» **TEXTO PROPORCIONADO**
Los pobres constituyen la inmensa mayoría en México, y por su número son, potencialmente, una gran fuerza; pero la cantidad no basta si carecen del factor cualitativo, concretamente, organización y conciencia. Y esta debilidad no es casual, no está determinada por la idiosincracia ni es una fatalidad natural: el neoliberalismo y la bárbara acumulación de la riqueza que trae consigo necesitan a la clase media y trabajadora inermes, inconscientes, y sin la fuerza necesaria para hacer valer sus derechos. Un pueblo desorganizado conviene a la acumulación del capital, por lo que este y sus gobiernos aliados se afanan en mantenerlo disperso.
Hace años hemos escuchado la cantinela de que “el gobierno no trata con organizaciones, solo con individuos”; pero López Obrador, envuelto en ropaje de izquierda, destaca especialmente como acérrimo persecutor de todo lo que signifique organización popular, escudándose (no puede confesar el verdadero propósito) en su pretendido combate a la corrupción, y violando así preceptos legales básicos en cualquier país civilizado como el derecho de organización, consagrado en el artículo 9: “No se podrá coartar el derecho de asociarse o reunirse pacíficamente con cualquier objeto lícito”; y también en el artículo 8: “Los funcionarios y empleados públicos respetarán el ejercicio del derecho de petición”. Estas son zarandajas para el gobierno de la 4T.

» **EXTRACTOS DE FILAS**
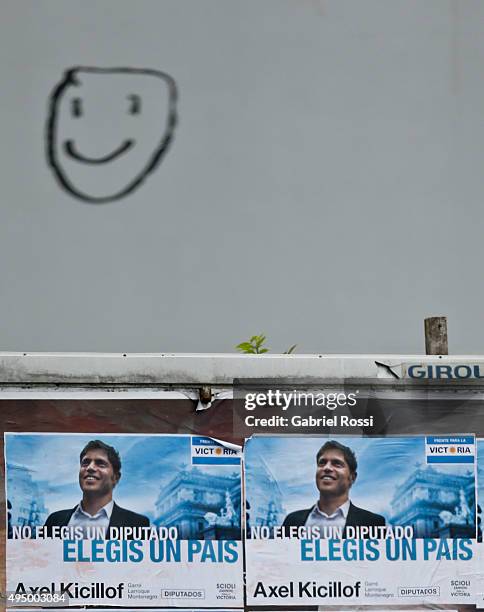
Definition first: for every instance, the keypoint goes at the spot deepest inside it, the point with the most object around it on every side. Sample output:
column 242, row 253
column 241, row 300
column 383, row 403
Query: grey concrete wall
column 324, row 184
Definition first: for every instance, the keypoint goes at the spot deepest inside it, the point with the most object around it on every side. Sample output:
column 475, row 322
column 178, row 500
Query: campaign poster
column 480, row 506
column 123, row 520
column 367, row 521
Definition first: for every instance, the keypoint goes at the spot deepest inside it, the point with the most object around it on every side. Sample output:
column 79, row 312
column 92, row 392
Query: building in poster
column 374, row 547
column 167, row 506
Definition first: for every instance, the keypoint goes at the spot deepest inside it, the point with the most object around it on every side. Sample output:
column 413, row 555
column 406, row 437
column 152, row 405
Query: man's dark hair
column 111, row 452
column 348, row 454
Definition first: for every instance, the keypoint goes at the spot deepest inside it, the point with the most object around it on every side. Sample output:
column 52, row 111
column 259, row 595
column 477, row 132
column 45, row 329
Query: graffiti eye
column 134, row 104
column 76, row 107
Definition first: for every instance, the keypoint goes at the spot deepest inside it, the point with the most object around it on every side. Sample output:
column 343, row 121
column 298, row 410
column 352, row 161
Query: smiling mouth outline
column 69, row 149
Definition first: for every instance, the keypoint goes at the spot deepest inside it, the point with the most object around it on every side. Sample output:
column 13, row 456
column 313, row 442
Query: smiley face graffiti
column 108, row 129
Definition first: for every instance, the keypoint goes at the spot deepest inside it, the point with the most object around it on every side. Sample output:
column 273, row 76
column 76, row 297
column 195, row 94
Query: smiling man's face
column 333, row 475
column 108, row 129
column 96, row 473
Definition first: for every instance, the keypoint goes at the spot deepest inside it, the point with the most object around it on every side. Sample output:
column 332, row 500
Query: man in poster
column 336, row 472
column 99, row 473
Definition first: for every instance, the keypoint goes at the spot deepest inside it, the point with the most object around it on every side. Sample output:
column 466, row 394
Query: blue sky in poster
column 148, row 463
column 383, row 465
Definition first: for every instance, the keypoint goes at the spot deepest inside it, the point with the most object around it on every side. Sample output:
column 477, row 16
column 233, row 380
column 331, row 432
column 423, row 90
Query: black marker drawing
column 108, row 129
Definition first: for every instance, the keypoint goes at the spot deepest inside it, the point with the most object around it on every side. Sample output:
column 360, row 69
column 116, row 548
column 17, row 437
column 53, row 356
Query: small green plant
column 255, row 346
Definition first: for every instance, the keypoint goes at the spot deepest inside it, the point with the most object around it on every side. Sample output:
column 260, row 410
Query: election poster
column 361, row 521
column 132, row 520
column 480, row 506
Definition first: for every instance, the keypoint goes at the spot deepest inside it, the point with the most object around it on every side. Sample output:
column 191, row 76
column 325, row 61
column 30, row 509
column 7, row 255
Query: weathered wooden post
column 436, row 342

* * *

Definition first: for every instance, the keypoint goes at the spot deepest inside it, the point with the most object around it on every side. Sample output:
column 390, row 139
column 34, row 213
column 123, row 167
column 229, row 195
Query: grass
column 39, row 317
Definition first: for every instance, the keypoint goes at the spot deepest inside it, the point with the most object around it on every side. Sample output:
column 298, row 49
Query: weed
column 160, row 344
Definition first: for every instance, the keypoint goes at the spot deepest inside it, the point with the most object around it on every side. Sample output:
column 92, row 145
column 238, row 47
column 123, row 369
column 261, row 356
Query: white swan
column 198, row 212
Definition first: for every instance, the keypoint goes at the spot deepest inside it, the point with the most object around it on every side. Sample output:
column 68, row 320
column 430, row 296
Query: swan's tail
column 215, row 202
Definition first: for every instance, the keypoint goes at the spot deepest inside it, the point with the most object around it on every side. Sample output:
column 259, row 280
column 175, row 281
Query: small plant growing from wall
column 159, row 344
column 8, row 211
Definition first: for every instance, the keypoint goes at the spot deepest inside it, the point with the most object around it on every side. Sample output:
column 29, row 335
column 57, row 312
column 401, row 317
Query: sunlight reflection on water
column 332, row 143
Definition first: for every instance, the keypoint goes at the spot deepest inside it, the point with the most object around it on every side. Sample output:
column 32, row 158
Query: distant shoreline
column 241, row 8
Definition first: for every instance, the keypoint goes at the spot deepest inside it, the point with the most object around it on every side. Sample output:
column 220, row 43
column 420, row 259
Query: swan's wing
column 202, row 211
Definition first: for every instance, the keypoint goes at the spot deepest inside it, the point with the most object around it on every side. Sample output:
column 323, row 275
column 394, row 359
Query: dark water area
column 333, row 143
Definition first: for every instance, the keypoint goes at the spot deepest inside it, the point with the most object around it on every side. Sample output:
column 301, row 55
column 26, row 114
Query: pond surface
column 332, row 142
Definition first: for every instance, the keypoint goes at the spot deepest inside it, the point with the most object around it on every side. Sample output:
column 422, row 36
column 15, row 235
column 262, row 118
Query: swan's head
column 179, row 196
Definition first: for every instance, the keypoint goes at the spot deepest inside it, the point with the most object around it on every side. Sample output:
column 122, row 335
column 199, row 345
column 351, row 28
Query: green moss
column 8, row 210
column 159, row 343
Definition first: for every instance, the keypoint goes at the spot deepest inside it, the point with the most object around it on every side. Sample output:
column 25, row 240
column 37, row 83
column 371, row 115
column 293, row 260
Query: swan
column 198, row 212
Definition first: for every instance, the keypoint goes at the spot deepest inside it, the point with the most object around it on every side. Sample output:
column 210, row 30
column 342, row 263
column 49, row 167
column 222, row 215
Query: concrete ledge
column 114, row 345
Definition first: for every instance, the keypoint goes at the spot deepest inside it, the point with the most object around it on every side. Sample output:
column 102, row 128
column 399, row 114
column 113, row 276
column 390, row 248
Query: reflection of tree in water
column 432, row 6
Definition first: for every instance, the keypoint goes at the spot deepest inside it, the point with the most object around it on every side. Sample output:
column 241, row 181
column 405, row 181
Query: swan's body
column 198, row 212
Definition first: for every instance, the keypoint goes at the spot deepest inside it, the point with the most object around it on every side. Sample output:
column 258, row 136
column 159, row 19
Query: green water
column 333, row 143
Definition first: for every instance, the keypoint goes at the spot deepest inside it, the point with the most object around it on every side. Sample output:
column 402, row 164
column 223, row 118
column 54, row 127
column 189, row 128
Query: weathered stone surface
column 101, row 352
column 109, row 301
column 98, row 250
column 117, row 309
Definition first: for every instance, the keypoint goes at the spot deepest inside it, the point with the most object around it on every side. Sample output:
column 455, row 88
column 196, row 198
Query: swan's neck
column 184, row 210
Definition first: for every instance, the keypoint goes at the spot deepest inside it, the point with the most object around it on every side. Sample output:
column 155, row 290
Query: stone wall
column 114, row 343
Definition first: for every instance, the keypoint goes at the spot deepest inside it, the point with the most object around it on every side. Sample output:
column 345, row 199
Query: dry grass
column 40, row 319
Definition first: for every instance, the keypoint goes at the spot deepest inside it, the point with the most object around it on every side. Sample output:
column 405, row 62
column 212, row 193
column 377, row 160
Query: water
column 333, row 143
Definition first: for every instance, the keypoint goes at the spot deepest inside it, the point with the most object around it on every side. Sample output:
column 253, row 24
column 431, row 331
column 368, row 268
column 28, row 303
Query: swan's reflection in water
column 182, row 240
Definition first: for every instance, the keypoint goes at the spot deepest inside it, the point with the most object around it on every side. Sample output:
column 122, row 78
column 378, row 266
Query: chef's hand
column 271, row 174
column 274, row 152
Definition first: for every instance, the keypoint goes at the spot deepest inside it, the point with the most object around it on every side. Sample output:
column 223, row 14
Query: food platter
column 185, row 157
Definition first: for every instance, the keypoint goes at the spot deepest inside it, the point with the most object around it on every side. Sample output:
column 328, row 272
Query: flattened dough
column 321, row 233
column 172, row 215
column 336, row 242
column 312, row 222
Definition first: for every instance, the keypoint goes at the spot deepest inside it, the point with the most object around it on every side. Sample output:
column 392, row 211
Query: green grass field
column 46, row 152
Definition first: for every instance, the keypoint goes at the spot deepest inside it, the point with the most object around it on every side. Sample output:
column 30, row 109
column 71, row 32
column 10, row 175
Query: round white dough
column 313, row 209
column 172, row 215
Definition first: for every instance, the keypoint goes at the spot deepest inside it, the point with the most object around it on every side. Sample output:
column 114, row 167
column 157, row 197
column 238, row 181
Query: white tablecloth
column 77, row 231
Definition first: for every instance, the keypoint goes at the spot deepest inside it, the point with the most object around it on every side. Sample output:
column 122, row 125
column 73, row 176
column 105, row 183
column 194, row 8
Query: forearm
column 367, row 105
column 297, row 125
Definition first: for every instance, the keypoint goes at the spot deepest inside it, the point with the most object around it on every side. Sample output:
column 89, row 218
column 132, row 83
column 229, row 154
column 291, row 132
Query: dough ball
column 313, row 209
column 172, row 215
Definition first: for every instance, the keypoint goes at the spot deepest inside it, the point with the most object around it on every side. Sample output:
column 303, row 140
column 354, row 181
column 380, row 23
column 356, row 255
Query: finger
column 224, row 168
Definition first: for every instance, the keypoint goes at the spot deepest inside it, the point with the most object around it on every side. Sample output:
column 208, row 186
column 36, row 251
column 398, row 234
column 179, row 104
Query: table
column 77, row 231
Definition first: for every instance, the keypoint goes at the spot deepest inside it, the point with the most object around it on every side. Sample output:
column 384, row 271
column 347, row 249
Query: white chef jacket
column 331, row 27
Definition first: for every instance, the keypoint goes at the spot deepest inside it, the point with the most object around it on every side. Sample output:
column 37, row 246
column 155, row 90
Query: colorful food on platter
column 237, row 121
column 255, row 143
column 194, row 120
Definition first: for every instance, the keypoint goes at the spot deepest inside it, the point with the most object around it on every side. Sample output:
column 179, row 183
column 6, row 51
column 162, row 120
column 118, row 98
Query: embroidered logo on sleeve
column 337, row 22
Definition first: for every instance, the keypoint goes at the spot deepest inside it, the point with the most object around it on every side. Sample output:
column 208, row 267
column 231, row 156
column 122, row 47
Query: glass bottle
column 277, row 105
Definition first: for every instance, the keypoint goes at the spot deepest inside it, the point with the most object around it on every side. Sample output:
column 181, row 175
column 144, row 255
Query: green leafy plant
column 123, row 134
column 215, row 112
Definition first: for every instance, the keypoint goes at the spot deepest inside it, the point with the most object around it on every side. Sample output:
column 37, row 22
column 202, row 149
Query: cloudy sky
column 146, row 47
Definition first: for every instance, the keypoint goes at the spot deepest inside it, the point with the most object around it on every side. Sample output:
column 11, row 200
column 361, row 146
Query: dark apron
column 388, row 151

» **DETALLES DEL PROBLEMA**
Continúa, por favor, el texto sobre la organización de los pobres en México a partir de su última oración.

» **RESPUESTA AL EJERCICIO**
Pero esta conculcación tiene dedicatoria: se aplica a los trabajadores. Los poderosos, en cambio, sí están organizados, y se les respeta ese derecho (como dice el pueblo: bien sabe el diablo a quién se le aparece). Defienden sus intereses generales a través de organizaciones como la Confederación Patronal de la República Mexicana, Consejo Coordinador Empresarial, Consejo Mexicano de Negocios; y también de sectores específicos: asociaciones de industriales, mineros, de tiendas departamentales, grandes agricultores, etc. De la Asociación Mexicana de Hoteles y Moteles fue presidente el actual secretario de Turismo; esto es, su poder viene en cierta medida de encabezar una “organización”. El presidente acude regularmente a la Convención Bancaria (asamblea de la Asociación de Bancos de México), y recibe diligentemente a sus directivos. En una palabra, el derecho de organización existe y se respeta, pero para los acaudalados. Lo que para estos es un derecho, para el pueblo es delito punible, con cárcel de ser preciso; unos, arropados por el poder, los otros, maniatados y amordazados; así, los primeros acumulan riqueza, y los segundos se hunden en la pobreza.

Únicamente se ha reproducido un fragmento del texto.